Passage
┄┄┄┄┄┄

In Jack v. Kendrick, the Plaintiff was injured in three motor vehicle accidents, and subsequently advanced ICBC claims for all three. After the formal commencement of legal proceedings, all three matters were consolidated into one action for trial.
Prior to trial, counsel for the Defendant from the first action brought an application to compel the Plaintiff to answer the Defendant’s interrogatories. Written interrogatories, otherwise known as requests for further information, are questions propounded by a party to litigation that are required to be answered by the other party. The purpose of interrogatories is to clarify matters of fact in advance of trial.
In the case at bar, the interrogatories were directed at determining if and when the Plaintiff and other doctors received the medical reports of other doctors. The primary objective of the interrogatories in question was to delve into the issue of the Plaintiff’s mitigation by seeing what steps were taken with respect to treatment.
The Court considered factors relevant to whether or not interrogatories need to be answered, such as whether or not the questions are relevant, whether or not there is a duplication of particulars, and the fact that interrogatories by their nature are narrower in scope than an Examination for Discovery.
The Court ruled that the Plaintiff was required to answer certain questions that related to his personal knowledge of treatment recommendations, as this went to the issue of mitigation, which was pled by ICBC’S lawyer.
The Court ruled that the Plaintiff was not required to answer questions in regards to when and if certain reports were given to various doctors.
[29] In this case, to the extent that the interrogatories go to the plaintiff’s knowledge of treatment recommendations, they are relevant to the issue of mitigation as a failure to mitigate has been pled. In particular, it is relevant to that defence of when the plaintiff came into possession of various of the medical reports, if at all. Again, that goes to the question of whether he properly mitigated his damages by following or not following recommendations made in those reports.
[30] Thus, I am satisfied that the interrogatories directed to the plaintiff’s personal knowledge, being those interrogatories that ask when he personally received the reports, are proper and should be answered. I would add that contrary to the submission of the plaintiff, I do not view those communications as privileged.
[31] The other interrogatories, however, are of a different character. They ask when and if certain reports were given to various physicians. It is not clear to me that that information is within the personal knowledge of the plaintiff. Further, those are questions that go to counsel’s conduct of the plaintiff’s case in that it is typically counsel who retains and instructs expert witnesses. Lastly, the question of what information a doctor had when preparing his or her report is properly an issue to be canvassed with that doctor in cross-examination, but I fail to see how that information is relevant to the argument that the plaintiff failed to mitigate.

┄┄┄┄┄┄

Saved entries

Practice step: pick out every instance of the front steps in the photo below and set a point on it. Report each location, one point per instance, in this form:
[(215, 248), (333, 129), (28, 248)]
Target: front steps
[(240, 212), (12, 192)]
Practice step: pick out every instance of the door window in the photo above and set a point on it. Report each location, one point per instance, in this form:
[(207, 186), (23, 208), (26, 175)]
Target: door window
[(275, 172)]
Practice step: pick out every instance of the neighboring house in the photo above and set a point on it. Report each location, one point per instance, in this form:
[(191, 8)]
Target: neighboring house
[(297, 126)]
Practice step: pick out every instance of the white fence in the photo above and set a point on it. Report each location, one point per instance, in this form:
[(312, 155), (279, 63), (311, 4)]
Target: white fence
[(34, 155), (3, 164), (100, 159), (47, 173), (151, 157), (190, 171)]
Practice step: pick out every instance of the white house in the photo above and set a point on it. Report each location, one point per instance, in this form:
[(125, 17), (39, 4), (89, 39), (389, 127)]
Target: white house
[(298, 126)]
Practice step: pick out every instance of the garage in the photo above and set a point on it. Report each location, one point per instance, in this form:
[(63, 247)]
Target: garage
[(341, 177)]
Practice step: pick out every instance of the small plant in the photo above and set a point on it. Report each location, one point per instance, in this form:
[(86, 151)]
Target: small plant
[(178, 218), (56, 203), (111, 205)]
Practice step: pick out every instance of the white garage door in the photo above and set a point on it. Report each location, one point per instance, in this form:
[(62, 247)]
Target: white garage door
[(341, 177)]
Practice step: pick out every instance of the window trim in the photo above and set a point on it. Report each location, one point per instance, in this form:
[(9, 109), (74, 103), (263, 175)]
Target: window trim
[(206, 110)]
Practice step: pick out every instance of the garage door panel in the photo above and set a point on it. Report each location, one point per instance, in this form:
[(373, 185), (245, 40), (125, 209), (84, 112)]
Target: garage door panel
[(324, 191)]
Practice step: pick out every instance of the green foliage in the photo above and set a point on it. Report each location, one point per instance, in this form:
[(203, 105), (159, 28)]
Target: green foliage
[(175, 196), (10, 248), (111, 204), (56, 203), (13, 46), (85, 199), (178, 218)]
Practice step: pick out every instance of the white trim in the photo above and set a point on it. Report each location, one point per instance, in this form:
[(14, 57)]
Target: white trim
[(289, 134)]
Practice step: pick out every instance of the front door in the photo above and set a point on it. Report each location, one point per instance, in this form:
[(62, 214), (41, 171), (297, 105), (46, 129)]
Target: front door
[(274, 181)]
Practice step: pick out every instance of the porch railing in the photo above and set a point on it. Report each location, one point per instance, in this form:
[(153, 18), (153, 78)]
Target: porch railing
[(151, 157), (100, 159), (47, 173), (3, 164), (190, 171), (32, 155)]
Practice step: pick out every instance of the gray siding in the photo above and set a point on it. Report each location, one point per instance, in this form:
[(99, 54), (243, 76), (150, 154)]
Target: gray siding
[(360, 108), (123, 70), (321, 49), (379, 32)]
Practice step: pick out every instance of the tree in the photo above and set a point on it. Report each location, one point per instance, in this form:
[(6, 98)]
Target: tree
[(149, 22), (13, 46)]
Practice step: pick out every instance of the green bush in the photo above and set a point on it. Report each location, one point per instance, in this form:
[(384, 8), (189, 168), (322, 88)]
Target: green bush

┄┄┄┄┄┄

Exercises
#1 Answer these questions from the case summary:
(a) In how many motor vehicle accidents was the Plaintiff injured?
(b) What is the purpose of interrogatories?
(c) According to the Court, who typically retains and instructs expert witnesses?
#2 Please decide whether each statement agrees with the case summary. Give yes or no and quote the words that decide it.
(a) The three matters were combined into one action for trial.
(b) The Court considered the plaintiff's communications about when he received the reports to be privileged.
(c) Interrogatories are broader in scope than an Examination for Discovery.

Solutions in order
#1
(a) Three.
(b) To clarify matters of fact in advance of trial.
(c) Counsel.

#2
(a) Yes: "all three matters were consolidated into one action for trial"
(b) No: "I do not view those communications as privileged"
(c) No: "interrogatories by their nature are narrower in scope than an Examination for Discovery"